**DIRECTIONS FOR THIS TASK:**
Without the pictures, can you quote each line below exactly?

### AVAILABLE DATA ###

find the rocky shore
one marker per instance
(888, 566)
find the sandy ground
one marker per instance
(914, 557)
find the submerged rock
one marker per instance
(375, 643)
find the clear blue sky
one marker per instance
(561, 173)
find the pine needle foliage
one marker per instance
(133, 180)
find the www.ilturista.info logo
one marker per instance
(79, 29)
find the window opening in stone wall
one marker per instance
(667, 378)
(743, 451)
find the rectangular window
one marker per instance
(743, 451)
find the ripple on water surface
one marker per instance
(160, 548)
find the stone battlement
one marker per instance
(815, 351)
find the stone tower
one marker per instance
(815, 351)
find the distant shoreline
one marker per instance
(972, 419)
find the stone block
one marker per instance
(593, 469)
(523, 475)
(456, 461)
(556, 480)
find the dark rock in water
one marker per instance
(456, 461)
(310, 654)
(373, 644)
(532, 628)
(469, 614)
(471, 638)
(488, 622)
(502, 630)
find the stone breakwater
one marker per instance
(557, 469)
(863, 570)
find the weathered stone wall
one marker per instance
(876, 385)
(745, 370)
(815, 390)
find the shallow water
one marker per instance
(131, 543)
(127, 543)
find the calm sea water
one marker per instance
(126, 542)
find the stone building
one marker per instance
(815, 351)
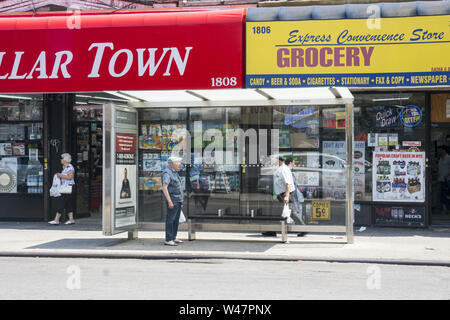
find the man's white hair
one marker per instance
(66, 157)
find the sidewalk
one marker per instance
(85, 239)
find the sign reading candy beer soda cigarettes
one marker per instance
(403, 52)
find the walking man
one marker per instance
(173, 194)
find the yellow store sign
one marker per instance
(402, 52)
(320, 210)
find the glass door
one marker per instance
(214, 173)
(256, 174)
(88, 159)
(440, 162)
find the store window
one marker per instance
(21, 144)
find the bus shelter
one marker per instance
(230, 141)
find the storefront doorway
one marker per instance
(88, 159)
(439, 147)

###

**THE REPLY:**
find the rocky shore
one marker per instance
(888, 566)
find the sandy ground
one marker per instance
(914, 557)
find the submerged rock
one marker per instance
(375, 643)
find the clear blue sky
one marker per instance
(561, 173)
find the pine needle foliage
one marker per instance
(133, 180)
find the www.ilturista.info logo
one marker per instance
(79, 29)
find the window opening in stone wall
one marker per instance
(667, 378)
(743, 451)
find the rectangular window
one marker per instance
(743, 451)
find the ripple on water surface
one marker per instance
(160, 548)
find the stone battlement
one marker per instance
(815, 351)
find the stone tower
one marker per instance
(815, 351)
find the distant shoreline
one marker per instance
(972, 419)
find the stone block
one marker per instance
(593, 469)
(523, 475)
(456, 461)
(556, 480)
find the dark rock in water
one marker per instance
(456, 461)
(310, 654)
(373, 644)
(532, 628)
(469, 614)
(471, 638)
(488, 622)
(502, 630)
find the stone breakwater
one marker per instance
(557, 469)
(863, 570)
find the weathered stone wall
one marker per instance
(876, 385)
(745, 370)
(815, 390)
find the shallow water
one marker per instance
(131, 543)
(127, 543)
find the calm sea water
one marker per instance
(126, 542)
find the stone building
one marker per instance
(815, 351)
find the man's white hair
one marker per instance
(66, 157)
find the sidewalk
one marker per instance
(85, 239)
find the sign reading candy beer soda cigarettes
one marker per instance
(403, 52)
find the walking man
one marker per instance
(173, 194)
find the yellow store sign
one marker per instance
(402, 52)
(320, 210)
find the glass door
one marker per instance
(214, 173)
(256, 174)
(88, 159)
(440, 162)
find the store window
one marker per instance
(21, 144)
find the bus shelter
one marker per instance
(230, 141)
find the storefront doorway
one marker per instance
(88, 159)
(439, 147)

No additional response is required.